* REQUIREMENT *
Find every line in the records below that contains the word "grey" and copy each of those lines.

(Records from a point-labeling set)
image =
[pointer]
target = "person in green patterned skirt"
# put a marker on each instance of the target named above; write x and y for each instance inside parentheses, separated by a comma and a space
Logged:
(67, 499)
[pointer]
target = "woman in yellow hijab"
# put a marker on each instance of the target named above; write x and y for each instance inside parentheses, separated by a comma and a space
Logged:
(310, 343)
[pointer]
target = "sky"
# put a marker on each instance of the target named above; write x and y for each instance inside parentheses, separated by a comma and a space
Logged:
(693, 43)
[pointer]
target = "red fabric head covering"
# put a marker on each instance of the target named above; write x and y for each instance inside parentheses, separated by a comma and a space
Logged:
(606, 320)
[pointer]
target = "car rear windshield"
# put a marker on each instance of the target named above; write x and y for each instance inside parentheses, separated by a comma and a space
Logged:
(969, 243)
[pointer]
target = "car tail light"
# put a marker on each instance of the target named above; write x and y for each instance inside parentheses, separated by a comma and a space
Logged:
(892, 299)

---

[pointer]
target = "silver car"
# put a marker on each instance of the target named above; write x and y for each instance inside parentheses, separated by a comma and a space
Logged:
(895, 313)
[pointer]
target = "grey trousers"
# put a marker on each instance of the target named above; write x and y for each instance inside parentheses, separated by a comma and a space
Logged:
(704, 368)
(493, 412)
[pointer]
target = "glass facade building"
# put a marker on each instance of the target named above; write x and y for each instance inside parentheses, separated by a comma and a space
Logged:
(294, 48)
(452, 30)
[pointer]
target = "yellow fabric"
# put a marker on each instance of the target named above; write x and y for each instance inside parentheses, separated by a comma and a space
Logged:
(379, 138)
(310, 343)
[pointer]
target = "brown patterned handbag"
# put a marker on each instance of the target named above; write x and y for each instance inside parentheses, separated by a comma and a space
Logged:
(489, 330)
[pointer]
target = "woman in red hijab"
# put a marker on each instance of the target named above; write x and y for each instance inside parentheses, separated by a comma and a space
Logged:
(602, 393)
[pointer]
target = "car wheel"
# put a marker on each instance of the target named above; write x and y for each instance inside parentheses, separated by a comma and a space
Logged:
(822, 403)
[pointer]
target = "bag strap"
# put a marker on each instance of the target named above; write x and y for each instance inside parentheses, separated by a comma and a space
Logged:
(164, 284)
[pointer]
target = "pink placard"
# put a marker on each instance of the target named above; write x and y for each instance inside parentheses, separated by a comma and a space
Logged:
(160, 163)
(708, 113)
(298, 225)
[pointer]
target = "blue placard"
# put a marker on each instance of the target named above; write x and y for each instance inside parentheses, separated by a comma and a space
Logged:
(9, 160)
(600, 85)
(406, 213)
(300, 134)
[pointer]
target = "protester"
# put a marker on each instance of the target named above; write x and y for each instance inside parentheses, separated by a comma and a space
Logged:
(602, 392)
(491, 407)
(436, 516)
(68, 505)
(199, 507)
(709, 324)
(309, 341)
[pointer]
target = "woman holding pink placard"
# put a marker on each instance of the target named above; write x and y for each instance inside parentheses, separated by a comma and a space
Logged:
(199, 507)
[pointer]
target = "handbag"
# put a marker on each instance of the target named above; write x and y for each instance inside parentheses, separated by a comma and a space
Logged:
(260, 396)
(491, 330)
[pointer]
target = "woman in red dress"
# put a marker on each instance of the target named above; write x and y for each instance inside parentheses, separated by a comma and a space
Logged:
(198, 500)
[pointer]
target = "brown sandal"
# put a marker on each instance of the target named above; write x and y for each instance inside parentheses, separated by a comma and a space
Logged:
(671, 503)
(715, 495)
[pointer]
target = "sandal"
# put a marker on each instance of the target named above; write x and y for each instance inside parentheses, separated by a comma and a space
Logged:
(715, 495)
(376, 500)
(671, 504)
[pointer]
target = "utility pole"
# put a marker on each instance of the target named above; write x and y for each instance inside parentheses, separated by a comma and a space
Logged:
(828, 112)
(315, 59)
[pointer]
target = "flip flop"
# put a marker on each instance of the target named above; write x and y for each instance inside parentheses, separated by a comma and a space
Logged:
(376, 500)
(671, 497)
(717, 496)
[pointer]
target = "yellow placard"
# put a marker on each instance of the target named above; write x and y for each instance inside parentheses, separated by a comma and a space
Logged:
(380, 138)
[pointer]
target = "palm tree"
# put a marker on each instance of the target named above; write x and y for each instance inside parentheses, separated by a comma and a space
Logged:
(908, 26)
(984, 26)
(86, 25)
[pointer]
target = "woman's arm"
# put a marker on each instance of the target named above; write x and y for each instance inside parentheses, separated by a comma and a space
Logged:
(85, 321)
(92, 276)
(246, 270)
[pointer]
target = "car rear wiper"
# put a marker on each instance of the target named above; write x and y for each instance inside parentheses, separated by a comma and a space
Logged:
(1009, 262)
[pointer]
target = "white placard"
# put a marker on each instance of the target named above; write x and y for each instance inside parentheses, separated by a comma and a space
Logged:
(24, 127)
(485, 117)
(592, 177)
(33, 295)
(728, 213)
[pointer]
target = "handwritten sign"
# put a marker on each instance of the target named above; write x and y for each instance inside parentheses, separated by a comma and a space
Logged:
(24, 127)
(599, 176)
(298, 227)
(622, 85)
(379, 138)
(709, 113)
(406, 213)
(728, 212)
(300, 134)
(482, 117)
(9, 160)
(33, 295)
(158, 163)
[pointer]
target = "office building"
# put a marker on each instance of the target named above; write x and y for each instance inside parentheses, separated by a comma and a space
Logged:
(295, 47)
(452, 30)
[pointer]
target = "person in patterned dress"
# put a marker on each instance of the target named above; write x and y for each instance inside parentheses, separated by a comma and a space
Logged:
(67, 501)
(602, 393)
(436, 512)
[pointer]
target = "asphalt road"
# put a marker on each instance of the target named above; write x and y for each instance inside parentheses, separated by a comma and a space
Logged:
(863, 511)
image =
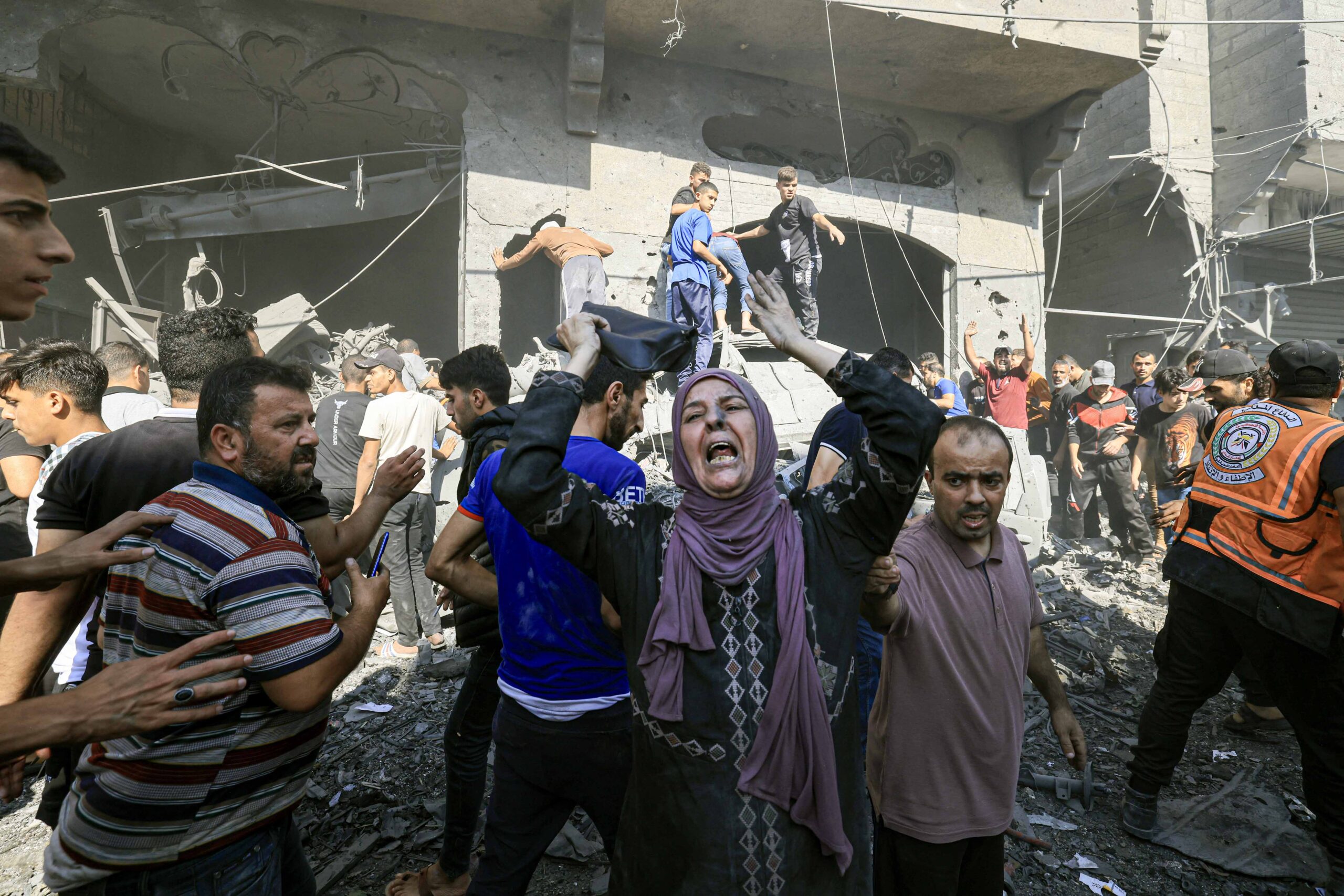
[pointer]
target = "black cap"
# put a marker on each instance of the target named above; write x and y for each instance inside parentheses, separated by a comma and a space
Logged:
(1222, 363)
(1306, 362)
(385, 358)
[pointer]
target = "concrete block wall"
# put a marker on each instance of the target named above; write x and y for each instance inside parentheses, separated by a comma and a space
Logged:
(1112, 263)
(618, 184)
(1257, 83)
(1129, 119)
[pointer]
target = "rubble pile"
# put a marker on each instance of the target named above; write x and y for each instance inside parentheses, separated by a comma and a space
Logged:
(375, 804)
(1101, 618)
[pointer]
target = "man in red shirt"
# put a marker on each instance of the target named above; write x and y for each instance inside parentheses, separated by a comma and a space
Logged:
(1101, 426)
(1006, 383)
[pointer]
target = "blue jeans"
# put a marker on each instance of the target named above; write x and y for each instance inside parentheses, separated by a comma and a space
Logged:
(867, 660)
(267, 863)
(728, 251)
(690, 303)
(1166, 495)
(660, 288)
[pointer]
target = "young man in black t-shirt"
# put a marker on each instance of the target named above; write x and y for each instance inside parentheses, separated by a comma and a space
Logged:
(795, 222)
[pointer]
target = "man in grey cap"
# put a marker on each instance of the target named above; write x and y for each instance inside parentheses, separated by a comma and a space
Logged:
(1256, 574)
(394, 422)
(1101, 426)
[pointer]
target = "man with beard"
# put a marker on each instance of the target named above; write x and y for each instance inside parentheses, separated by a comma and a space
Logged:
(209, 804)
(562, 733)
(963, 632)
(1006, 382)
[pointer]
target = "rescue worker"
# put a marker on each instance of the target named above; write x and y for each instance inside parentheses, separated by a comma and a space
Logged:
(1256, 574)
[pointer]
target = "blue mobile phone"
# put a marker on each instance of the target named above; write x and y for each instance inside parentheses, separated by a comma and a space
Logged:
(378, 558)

* RESULT *
target = "grey trousers"
target = "man in grey cap"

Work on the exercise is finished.